* **WHAT YOU NEED TO DO**:
Locate each line in the records below that contains the string "shirt", and copy every one of those lines in full.

Records from a collection:
****************

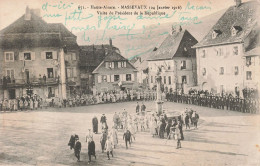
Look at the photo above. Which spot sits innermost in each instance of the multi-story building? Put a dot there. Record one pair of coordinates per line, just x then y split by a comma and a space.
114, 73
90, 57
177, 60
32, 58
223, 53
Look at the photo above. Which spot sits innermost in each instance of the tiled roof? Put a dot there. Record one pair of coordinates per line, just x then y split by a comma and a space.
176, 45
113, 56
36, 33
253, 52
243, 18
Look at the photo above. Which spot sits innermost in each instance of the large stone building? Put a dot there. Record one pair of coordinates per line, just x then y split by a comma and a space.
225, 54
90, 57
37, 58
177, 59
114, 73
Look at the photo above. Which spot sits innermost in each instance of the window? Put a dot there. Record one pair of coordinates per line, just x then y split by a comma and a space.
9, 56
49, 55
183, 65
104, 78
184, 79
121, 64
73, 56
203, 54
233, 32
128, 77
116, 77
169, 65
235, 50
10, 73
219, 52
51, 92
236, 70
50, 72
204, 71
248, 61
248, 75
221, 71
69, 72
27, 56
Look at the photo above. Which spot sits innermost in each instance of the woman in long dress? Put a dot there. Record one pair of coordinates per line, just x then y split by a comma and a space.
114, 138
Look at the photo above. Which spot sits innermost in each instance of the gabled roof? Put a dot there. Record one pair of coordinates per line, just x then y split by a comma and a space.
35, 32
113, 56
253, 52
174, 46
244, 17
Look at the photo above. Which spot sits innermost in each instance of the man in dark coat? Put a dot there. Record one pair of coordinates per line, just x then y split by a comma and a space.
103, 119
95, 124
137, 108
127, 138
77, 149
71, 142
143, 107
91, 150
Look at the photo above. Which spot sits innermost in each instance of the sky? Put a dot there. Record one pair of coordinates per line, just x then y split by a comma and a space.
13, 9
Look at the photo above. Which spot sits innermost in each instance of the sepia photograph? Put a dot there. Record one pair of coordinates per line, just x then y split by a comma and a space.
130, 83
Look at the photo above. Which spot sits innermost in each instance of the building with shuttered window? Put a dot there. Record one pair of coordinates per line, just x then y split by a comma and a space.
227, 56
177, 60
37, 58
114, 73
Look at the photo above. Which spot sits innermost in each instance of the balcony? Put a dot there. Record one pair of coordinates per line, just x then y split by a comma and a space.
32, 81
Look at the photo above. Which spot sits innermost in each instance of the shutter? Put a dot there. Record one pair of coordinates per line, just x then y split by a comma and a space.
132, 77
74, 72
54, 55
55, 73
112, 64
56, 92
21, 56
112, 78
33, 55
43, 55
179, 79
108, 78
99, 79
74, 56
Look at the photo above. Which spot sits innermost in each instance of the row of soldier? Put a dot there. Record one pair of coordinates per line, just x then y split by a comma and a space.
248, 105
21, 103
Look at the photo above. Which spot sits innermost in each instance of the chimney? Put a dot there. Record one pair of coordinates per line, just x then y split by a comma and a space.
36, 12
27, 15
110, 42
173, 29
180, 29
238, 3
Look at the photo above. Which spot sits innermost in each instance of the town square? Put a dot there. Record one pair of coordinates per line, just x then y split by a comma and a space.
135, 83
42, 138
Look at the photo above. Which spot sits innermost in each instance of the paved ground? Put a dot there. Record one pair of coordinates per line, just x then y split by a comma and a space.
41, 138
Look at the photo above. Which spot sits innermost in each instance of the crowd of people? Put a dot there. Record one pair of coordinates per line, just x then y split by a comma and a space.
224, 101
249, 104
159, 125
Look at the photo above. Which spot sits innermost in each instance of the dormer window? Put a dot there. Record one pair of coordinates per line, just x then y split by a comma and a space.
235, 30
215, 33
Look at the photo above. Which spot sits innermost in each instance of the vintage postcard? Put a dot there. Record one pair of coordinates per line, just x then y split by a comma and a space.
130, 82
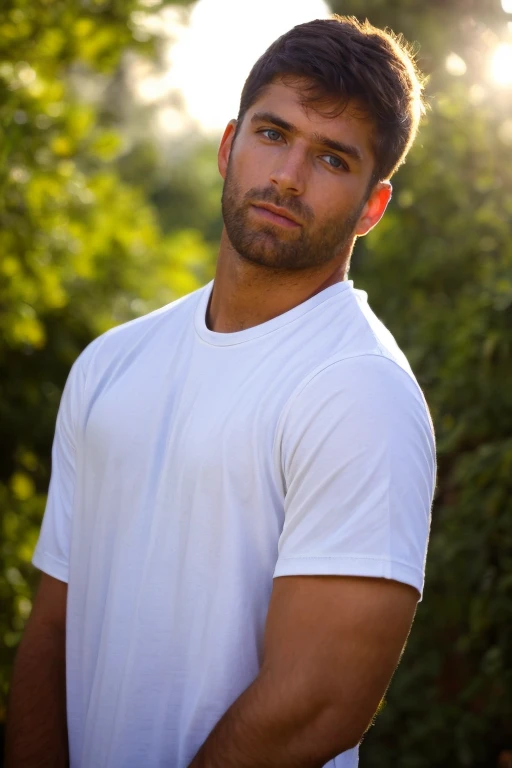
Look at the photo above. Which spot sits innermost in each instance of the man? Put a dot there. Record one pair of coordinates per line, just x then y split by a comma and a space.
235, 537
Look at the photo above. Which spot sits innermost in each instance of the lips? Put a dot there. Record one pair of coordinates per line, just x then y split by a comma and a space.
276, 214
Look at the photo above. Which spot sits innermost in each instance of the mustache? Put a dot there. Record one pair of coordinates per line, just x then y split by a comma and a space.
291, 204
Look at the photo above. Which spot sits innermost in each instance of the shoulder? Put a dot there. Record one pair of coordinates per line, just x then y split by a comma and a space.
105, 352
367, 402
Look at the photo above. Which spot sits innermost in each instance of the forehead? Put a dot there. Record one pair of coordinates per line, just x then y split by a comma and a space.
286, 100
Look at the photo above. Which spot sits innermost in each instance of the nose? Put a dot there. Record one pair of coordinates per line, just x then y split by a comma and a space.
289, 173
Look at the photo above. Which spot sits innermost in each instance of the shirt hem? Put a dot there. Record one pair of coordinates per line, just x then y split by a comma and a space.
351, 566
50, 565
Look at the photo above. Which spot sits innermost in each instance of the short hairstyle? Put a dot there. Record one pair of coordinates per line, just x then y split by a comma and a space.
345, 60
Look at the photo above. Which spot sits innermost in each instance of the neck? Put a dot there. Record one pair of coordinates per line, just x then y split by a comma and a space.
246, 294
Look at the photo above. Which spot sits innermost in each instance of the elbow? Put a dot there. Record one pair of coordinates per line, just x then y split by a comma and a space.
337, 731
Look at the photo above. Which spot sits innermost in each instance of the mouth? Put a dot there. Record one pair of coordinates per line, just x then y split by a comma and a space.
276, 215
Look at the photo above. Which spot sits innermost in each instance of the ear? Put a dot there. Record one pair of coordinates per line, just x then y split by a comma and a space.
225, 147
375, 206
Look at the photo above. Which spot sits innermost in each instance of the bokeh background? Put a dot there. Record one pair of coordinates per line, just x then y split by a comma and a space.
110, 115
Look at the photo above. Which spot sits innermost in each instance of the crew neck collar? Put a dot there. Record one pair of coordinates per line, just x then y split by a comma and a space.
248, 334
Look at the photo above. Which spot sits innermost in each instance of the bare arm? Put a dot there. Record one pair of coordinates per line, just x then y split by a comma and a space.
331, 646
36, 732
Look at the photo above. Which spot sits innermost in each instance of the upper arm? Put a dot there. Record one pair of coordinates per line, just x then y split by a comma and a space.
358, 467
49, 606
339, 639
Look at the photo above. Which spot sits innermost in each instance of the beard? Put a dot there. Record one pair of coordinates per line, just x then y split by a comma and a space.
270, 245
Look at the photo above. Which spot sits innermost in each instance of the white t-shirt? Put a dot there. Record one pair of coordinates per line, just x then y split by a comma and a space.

****************

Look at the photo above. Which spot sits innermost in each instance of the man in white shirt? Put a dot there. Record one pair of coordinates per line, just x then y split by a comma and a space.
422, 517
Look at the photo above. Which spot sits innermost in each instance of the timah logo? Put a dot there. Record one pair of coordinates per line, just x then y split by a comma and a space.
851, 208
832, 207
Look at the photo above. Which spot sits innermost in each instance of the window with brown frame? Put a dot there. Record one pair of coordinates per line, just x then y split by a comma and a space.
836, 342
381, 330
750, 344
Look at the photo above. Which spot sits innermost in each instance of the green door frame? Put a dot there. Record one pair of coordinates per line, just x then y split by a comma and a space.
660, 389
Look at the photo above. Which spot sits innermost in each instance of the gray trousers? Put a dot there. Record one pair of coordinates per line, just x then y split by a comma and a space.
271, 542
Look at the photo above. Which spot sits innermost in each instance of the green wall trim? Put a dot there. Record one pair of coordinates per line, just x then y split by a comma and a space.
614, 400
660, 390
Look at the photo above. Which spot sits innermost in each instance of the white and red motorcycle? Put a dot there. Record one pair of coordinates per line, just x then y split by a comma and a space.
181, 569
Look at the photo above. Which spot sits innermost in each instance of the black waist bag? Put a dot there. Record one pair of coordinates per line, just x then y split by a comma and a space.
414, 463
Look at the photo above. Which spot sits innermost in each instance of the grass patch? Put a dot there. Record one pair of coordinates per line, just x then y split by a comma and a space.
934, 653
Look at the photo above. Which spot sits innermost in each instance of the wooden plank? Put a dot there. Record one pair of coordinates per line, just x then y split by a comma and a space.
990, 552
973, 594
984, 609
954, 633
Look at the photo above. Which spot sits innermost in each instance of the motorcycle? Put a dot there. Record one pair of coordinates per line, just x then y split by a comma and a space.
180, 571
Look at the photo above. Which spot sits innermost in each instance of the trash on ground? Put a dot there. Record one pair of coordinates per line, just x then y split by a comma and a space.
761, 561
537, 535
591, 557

****************

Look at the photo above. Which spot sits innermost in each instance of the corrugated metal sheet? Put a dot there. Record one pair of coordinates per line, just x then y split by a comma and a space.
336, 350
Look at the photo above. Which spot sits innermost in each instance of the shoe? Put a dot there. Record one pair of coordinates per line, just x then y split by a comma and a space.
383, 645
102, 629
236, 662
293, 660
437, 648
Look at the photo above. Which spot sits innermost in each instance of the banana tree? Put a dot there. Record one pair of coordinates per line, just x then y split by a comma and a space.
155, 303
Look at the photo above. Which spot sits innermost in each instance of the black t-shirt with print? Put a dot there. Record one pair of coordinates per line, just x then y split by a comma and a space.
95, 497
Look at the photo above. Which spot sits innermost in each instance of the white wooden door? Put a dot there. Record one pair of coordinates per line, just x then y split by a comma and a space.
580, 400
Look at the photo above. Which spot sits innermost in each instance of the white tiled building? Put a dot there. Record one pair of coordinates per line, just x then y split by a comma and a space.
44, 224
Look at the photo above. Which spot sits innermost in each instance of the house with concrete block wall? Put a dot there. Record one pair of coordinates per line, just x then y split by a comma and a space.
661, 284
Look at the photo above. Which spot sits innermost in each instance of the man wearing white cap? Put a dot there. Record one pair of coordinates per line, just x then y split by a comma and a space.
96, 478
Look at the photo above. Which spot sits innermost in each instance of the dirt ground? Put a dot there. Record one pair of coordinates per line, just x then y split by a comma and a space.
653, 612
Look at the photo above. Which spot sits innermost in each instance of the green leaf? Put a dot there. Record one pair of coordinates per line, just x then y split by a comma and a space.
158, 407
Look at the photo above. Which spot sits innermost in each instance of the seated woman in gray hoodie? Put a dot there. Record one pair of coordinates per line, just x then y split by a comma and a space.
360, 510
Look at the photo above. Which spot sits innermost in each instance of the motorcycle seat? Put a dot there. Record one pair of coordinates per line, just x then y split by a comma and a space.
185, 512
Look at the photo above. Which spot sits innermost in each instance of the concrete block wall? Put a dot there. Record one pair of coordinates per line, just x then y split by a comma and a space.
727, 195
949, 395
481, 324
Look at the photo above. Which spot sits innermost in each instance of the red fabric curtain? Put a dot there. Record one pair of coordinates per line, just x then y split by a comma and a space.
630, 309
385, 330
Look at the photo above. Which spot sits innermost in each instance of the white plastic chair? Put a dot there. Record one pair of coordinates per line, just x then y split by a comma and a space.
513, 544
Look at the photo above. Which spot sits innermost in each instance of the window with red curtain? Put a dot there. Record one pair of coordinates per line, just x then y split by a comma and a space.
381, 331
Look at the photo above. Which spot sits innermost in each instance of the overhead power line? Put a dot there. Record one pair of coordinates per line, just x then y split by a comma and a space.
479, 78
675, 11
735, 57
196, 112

****************

* **SOLUTION FOR THIS TASK**:
Look at the photo above. Which spot sits innermost in each instance of the shirt hem? Put a dot there. Record one pair of coordinates per line, just x then y split by a comma and a space.
Look at the photo above. Which spot sits innermost in each instance of the white t-shirt? Put a dot there. Record one pair of coordinates per line, just x then y split by a comma and a space.
Look at the photo above. Which spot sits innermost in each instance of the man in white shirt? Put a dot there. Record one pair of coordinates per line, just x then y split by a comma and a space.
Look at the photo above. Which spot sits innermost in each instance of the black t-shirt with print? Put a dot there. Record one pair of coordinates per line, just x then y split by a comma and a space.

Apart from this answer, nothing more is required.